- _Try it_:
Produce word for word the lines of the data below running from the one that has "Tag every instance of the overcast" to the one that has "Tag every instance of the quartz", inclusive, and no others.

(Referring expression pointing data)
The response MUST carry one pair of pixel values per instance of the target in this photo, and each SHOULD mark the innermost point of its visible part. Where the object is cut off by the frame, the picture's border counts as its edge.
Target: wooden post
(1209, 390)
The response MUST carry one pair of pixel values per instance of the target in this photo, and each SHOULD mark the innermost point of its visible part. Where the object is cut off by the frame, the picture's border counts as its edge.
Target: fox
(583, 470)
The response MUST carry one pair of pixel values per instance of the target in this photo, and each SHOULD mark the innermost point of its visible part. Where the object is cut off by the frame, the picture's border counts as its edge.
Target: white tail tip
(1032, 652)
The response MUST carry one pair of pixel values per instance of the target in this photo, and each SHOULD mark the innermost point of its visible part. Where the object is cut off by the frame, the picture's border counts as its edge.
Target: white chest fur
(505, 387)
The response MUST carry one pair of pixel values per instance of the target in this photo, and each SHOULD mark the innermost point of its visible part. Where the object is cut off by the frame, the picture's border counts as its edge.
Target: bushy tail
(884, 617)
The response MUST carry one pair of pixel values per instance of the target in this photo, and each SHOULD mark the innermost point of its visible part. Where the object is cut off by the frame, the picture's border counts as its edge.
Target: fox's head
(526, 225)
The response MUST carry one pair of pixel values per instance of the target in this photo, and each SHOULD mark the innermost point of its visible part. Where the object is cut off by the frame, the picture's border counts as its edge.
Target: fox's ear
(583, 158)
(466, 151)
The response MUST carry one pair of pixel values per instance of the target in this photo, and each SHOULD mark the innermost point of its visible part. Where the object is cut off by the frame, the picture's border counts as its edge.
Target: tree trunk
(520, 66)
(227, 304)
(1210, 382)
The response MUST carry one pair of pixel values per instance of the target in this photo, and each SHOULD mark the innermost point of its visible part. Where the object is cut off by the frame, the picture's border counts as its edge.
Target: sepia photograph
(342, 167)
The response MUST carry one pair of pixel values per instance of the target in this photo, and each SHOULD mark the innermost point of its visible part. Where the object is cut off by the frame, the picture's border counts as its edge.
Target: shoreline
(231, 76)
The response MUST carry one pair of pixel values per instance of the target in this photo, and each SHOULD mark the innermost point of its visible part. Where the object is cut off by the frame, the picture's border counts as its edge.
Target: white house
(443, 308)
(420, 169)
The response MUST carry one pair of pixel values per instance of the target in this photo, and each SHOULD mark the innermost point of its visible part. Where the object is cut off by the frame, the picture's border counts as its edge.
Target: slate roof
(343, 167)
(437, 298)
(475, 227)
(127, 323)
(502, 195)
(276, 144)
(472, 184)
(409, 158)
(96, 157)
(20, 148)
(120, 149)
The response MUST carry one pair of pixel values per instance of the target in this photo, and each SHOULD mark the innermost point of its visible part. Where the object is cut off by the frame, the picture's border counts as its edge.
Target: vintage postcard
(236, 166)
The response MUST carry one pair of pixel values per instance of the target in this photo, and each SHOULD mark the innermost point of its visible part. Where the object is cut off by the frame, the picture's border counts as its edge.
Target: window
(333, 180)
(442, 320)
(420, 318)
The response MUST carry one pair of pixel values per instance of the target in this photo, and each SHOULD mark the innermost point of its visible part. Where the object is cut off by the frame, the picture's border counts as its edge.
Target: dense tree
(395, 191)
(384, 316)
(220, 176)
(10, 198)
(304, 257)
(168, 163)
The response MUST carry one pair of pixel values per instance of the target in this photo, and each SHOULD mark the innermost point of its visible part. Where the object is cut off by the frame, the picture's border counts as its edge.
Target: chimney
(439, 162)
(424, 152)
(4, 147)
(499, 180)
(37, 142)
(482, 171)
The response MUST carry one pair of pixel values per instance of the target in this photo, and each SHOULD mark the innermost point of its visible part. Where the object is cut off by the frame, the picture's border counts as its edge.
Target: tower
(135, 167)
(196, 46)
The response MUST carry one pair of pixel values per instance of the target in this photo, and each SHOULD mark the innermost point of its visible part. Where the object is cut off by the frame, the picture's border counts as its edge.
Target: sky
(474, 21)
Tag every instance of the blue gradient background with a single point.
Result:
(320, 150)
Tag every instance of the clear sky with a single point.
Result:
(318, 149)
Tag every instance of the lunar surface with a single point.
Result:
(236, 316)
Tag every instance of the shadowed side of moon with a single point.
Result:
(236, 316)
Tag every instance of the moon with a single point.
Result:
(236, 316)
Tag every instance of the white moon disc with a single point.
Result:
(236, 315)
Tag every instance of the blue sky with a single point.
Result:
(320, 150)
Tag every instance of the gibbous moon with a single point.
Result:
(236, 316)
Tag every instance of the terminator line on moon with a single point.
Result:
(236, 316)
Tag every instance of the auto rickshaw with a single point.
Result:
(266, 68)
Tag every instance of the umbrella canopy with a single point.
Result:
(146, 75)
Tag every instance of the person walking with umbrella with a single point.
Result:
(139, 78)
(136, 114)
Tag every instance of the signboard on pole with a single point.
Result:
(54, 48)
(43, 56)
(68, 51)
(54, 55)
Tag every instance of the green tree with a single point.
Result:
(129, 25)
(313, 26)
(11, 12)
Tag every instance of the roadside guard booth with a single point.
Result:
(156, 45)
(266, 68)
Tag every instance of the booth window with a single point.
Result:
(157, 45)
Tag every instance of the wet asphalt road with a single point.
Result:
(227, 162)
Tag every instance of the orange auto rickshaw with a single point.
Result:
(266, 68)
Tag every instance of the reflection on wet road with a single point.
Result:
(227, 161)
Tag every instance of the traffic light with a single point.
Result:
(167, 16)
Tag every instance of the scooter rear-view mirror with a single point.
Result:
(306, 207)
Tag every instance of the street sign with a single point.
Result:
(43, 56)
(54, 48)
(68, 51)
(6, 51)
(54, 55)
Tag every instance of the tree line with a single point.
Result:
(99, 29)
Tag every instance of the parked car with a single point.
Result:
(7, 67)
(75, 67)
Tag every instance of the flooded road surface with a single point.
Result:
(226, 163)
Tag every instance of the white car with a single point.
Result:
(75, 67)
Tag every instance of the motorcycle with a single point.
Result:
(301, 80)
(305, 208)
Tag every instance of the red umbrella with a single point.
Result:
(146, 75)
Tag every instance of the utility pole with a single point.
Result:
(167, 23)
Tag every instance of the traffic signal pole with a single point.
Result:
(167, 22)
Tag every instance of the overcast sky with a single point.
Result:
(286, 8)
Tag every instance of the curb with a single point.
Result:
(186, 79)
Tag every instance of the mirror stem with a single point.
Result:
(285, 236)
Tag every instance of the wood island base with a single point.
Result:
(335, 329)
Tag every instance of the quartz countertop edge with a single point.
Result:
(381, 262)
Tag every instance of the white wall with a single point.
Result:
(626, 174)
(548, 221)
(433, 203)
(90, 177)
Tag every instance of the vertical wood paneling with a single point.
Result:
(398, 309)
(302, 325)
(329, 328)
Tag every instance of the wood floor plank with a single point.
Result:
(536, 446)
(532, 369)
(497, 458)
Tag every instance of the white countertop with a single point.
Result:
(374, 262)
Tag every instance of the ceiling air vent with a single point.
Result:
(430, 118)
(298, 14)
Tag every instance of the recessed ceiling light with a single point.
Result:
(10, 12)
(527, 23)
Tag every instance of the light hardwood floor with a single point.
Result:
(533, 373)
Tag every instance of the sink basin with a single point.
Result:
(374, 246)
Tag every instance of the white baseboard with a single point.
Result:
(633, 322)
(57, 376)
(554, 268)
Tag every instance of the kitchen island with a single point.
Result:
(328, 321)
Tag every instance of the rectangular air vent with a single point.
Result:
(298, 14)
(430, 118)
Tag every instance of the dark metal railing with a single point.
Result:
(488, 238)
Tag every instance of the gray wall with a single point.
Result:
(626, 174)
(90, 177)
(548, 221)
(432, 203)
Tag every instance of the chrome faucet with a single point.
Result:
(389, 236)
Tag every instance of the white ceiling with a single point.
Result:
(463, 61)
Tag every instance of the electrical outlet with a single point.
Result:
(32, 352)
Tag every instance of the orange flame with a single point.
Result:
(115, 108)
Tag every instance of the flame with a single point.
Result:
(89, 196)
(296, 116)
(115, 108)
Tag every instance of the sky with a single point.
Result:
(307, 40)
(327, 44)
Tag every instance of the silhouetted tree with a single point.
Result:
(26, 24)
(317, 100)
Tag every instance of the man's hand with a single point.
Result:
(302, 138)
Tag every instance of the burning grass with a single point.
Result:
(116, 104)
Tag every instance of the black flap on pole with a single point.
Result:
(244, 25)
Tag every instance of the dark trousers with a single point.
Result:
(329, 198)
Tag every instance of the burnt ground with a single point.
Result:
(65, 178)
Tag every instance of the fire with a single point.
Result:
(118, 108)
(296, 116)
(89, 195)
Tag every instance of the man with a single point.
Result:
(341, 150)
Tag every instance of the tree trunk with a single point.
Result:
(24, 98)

- _Response_:
Tag every instance of the overcast sky with a single point.
Result:
(286, 8)
Tag every instance of the curb with a single point.
Result:
(186, 79)
Tag every instance of the mirror stem with a single point.
Result:
(285, 236)
Tag every instance of the wood island base with a single point.
Result:
(335, 329)
Tag every instance of the quartz countertop edge with a single point.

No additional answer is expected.